--- Задание 1 ---
Повторите фрагмент очерка «Зимние радуги» целиком, начиная со слов «У меня, должно» и заканчивая словами «как бы повежливее.».
--- Задание 2 ---
Ответьте по очерку «Зимние радуги» на вопросы:
(a) Какого числа над Петербургом видны были радуги?
(b) Где проходит ежедневная прогулка, о которой говорится в очерке?
(c) К какому замку шли ночью убийцы Павла I?
--- Задание 3 ---
Напишите, пожалуйста, продолжение очерка «Зимние радуги» с того места, где он обрывается.

--- Текст для чтения ---
::::::::::

Дмитрий Сергеевич Мережковский
БОЛЬНАЯ РОССИЯ
ЗИМНИЕ РАДУГИ
9 января 1905 года над Петербургом видны были радуги. Великие события того дня связывались в народной молве с этим небесным знамением.
У меня, должно быть, лихорадка. Не удивляйтесь же, что слова мои будут похожи на бред. Кто нынче не бредит? Вы к этому привыкли. И если все чаще слова здравомыслящих напоминают бред, то, может быть, в бреду окажется крупица смысла…
Ну, довольно. Предисловия вообще бесполезны. Лучше сразу начать. Только вот не знаю, как бы повежливее.
Моя ежедневная прогулка — в Летнем саду, мимо домика Петра Великого. Там на старых липах множество вороньих гнезд. Когда убийцы Павла I проходили ночью по средней аллее сада к Михайловскому замку, то поднялось такое карканье, что заговорщики боялись, как бы не проснулся спящий император. Вороны и надо мною каркают. Есть легенда, что эта вещая птица живет столетия. Может быть, некоторые из них помнят Петра.

::::::::::

--- Материал ---
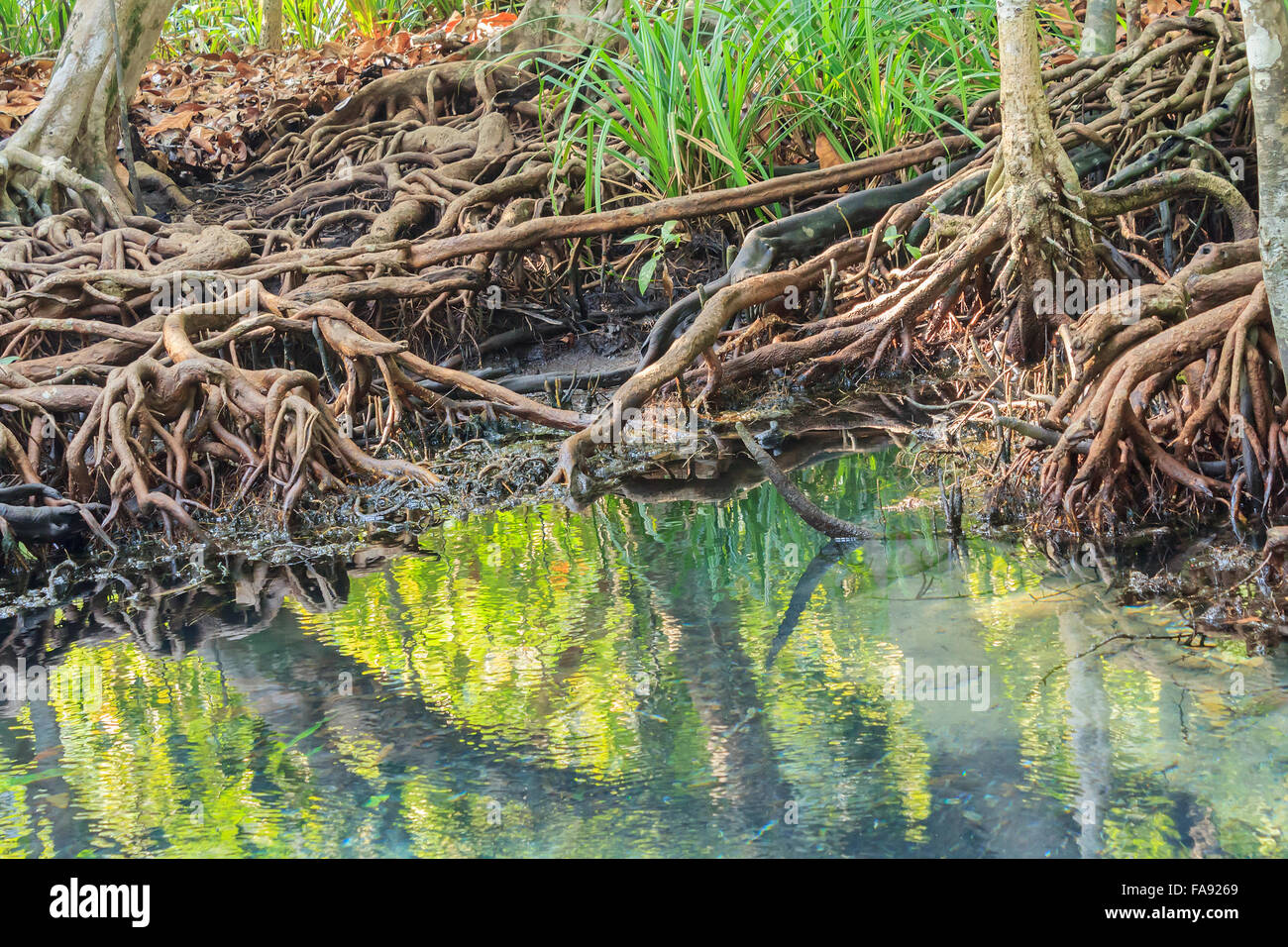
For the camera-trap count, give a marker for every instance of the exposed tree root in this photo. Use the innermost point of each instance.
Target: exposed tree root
(284, 344)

::::::::::

--- Ответ 1 ---
У меня, должно быть, лихорадка. Не удивляйтесь же, что слова мои будут похожи на бред. Кто нынче не бредит? Вы к этому привыкли. И если все чаще слова здравомыслящих напоминают бред, то, может быть, в бреду окажется крупица смысла…
Ну, довольно. Предисловия вообще бесполезны. Лучше сразу начать. Только вот не знаю, как бы повежливее.

--- Ответ 2 ---
(a) 9 января 1905 года.
(b) В Летнем саду, мимо домика Петра Великого.
(c) К Михайловскому замку.

--- Ответ 3 ---
И вот, в последнее время мне чудится в их карканье злое пророчество, то самое, за которое в 1703 году, при основании города, били кнутом, ссылали на галеры, рвали ноздри и резали языки: «Петербургу быть пусту».
«Три старых рыбака, живших до основания Петербурга в местах, где возник потом город, рассказывали в 1721 году, что за тридцать лет перед тем было такое наводнение, что вся страна до Ниеншанца была потоплена и что подобные бедствия повторяются почти каждые пять лет. Поэтому первобытные жители невского прибережья никогда не строили там прочных жилищ, но небольшие рыбачьи хижины.
Как только, по приметам, ожидалась большая буря, крестьяне ломали свои хижины, а бревна и доски складывали, как плоты, и привязывали к деревьям; сами же, в ожидании убыли воды, спасались на Дудерову гору» («Петербургская старина» академика Пекарского).
Веря этим пророчествам, русские люди, насильно загнанные в «Парадиз», говорили, что здесь жить нельзя, что город будет снесен водою или провалится в трясину.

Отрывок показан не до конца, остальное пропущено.